What you are asked to do:
Answer these questions from the piece on Nginx rate-limiting mistakes, using the facts it states:
(a) Which directive logs violations without blocking them?
(b) Which error code did Nginx return by default when rate limits triggered?
(c) How much memory was first given to the rate limit zones, and to what amount was it raised?

Start of Document passage

Forgetting the Dry Run Phase
I initially deployed rate limits without testing them in dry-run mode. Nginx has a limit_req_dry_run on; directive that logs violations without actually blocking them. I should have used this first to understand my traffic patterns. Instead, I locked myself out twice during testing and had to SSH into the container to fix the config.
Not Returning Proper 429 Responses
My first version just let Nginx return its default 503 error when rate limits triggered. This confused clients because 503 usually means “service down, retry later.” I needed to return 429 specifically and include a Retry-After header:
error_page 429 = @rate_limited;
location @rate_limited {
default_type application/json;
add_header Retry-After 60 always;
return 429 '{"error":"rate_limited","retry_after":60}';
}
The always flag on add_header was critical—without it, Nginx won’t add headers to error responses.
Underestimating Memory Requirements
I initially allocated 5MB to my rate limit zones. This seemed like plenty, but I underestimated how many unique keys I’d see. Each IP or token consumes a small amount of memory to track state. When my zones filled up, Nginx started evicting old entries, which meant rate limits became inconsistent. I bumped it to 20MB and haven’t had issues since.

End of Document passage
Start of Raw data

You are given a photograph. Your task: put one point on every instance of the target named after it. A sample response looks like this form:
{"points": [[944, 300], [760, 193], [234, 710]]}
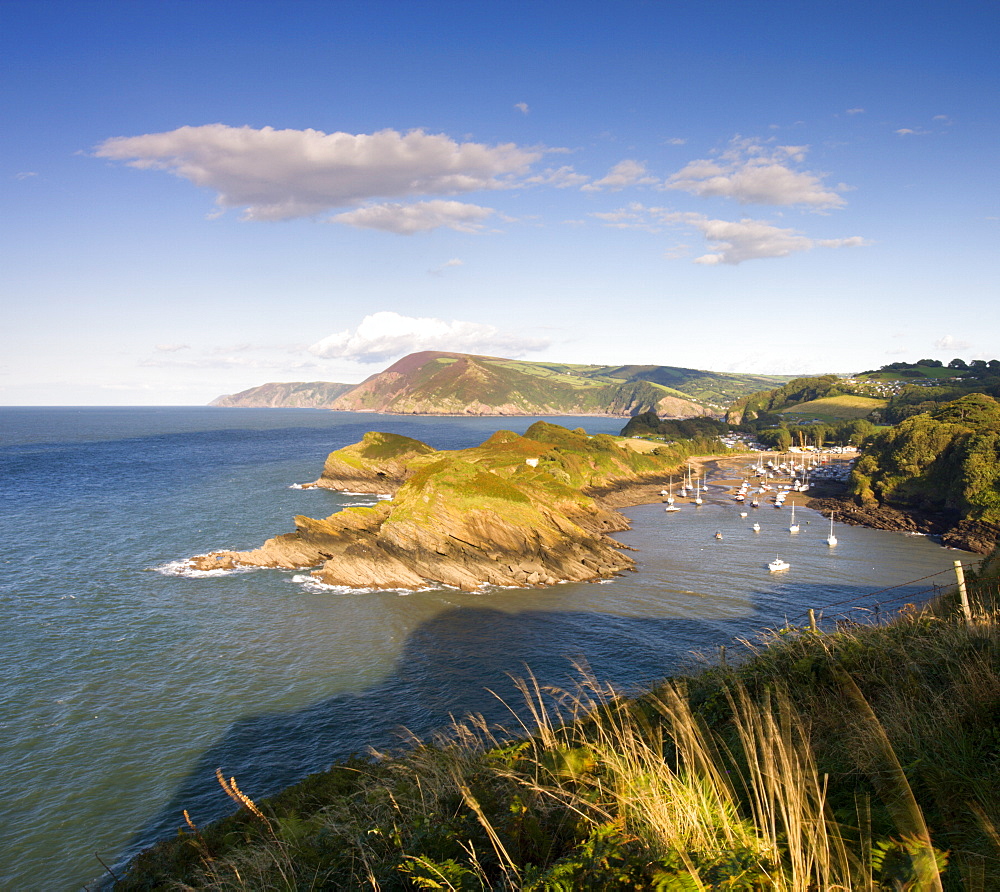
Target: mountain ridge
{"points": [[435, 382]]}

End of Raw data

Your solution:
(a) limit_req_dry_run on;
(b) 503
(c) 5MB at first, raised to 20MB